— start Records for this exercise —
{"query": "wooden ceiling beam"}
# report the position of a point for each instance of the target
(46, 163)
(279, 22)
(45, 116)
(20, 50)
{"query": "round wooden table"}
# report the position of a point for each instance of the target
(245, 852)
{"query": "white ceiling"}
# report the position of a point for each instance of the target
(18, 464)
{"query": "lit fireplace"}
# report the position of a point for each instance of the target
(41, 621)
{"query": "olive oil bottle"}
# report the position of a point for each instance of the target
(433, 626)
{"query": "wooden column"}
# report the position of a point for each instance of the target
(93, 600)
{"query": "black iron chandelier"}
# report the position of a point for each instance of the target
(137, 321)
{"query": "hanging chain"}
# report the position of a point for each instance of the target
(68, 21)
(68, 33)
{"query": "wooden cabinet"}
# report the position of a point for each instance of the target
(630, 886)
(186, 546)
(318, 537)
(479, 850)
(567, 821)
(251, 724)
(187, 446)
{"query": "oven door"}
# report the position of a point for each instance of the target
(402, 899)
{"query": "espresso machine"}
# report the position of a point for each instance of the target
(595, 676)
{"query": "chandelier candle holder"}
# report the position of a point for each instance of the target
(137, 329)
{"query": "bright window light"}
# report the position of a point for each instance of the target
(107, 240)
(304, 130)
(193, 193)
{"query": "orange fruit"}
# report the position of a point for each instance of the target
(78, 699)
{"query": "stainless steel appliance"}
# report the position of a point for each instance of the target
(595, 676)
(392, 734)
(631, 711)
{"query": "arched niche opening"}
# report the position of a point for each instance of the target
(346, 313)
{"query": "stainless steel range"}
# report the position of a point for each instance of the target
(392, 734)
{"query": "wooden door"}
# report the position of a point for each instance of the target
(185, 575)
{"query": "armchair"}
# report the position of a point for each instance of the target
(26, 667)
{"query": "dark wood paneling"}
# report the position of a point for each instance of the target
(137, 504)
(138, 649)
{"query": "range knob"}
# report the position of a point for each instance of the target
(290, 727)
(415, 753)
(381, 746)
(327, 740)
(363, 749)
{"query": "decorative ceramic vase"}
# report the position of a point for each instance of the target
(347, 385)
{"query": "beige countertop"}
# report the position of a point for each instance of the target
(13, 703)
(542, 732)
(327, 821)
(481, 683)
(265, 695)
— end Records for this exercise —
Task description: Which rows contain the word "wooden"? Pick out each one and copy it whole, matching case exactly.

Solution:
{"query": "wooden ceiling beam"}
{"query": "round wooden table"}
{"query": "wooden column"}
{"query": "wooden cabinet"}
{"query": "wooden door"}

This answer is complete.